'''

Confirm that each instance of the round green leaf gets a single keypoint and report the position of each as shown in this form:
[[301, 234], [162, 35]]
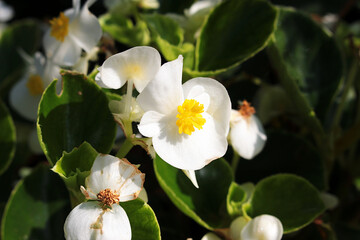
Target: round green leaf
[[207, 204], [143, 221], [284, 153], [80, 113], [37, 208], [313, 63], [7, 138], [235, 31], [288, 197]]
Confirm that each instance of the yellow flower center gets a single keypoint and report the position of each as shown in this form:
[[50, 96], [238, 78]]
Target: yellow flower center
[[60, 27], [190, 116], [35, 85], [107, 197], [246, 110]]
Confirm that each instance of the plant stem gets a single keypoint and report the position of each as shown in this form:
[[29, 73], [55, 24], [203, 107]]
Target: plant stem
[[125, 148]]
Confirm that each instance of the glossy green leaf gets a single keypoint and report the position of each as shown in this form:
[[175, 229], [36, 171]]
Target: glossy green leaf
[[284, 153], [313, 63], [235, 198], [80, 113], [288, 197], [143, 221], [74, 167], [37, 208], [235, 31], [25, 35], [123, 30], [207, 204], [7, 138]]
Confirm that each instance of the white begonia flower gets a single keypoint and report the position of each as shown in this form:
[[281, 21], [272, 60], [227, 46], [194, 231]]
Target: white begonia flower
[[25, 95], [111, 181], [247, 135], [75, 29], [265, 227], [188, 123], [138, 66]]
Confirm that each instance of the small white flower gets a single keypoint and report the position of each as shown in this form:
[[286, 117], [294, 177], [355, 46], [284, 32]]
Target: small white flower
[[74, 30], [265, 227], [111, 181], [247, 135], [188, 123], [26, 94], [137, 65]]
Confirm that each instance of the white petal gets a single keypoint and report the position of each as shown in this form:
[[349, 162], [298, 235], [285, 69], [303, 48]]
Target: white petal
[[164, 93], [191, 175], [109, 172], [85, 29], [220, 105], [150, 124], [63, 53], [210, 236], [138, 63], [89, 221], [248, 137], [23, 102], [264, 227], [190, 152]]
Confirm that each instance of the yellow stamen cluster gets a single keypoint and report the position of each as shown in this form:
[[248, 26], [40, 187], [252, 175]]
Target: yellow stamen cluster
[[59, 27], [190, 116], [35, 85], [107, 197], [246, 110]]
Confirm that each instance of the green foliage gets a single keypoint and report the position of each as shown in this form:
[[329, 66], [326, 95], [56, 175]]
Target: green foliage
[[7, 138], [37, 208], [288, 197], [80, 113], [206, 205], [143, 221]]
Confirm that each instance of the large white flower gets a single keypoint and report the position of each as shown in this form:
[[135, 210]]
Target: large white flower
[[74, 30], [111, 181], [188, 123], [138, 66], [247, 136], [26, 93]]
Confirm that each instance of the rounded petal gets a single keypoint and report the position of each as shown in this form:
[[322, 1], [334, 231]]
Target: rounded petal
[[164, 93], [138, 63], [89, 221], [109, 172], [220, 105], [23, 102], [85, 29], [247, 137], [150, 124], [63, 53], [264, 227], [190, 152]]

'''
'''

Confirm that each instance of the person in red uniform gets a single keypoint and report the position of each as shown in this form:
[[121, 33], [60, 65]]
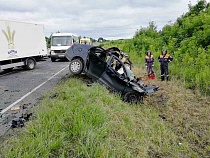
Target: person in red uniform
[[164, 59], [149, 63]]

'''

◆ Assignment: Reproduce, exactly and only, the lines of the records above starting at the line with "Confirm that each instance of the round green" and ending at the line with "[[248, 26], [40, 187], [252, 175]]", both included. Leave every picture out.

◆ Response area:
Confirm that each instance of the round green leaf gets a single keypoint and report the position of each as shown in this form:
[[301, 234], [162, 35]]
Target: round green leaf
[[207, 204], [143, 221], [284, 153], [80, 113], [37, 208], [313, 63], [7, 138], [235, 31], [288, 197]]
Confirm that each instance of the yellow flower center gets a single keypoint and report the position of each as shown in this form:
[[50, 96], [238, 78]]
Target: yellow flower center
[[60, 27], [190, 116], [35, 85], [107, 197], [246, 110]]
Confirm that each instance of the plant stem gets a single keypoint and report the position of each as shown in this form:
[[29, 73], [55, 24], [203, 107]]
Target: plant stem
[[125, 148]]
Confirm that each instance of the glossy green leaf gets a single keypoint and report the position of each as shown in this form:
[[175, 229], [36, 171]]
Target: glossy green leaf
[[284, 153], [313, 63], [235, 198], [80, 113], [288, 197], [143, 221], [74, 167], [37, 208], [235, 31], [25, 35], [123, 30], [207, 204], [7, 138]]
Confirm that each instance of the white begonia flower gets a single keypoint and report the position of each as shown in this form:
[[281, 21], [272, 60], [227, 46], [194, 231]]
Target: white begonia flower
[[25, 95], [111, 181], [247, 135], [75, 29], [265, 227], [188, 123], [138, 66]]
Confirm that each instance of the small white flower gets a single keypoint and report the position of each as shown in this form:
[[286, 117], [294, 177], [355, 46], [284, 32]]
Target: small white flower
[[74, 30], [265, 227], [111, 181], [247, 135], [188, 123], [26, 94], [137, 65]]
Confirm that each instance of the white petal gets a single keypoint and report the position of each as shown in this form:
[[349, 162], [298, 235], [285, 69], [303, 48]]
Target: white petal
[[164, 93], [191, 175], [109, 172], [85, 29], [220, 105], [150, 124], [63, 53], [210, 236], [138, 63], [89, 221], [248, 137], [23, 102], [264, 227], [190, 152]]
Confirm that each instance of the yellow stamen cluster gets a single keypoint and report the position of each as shown in this form:
[[248, 26], [40, 187], [252, 175]]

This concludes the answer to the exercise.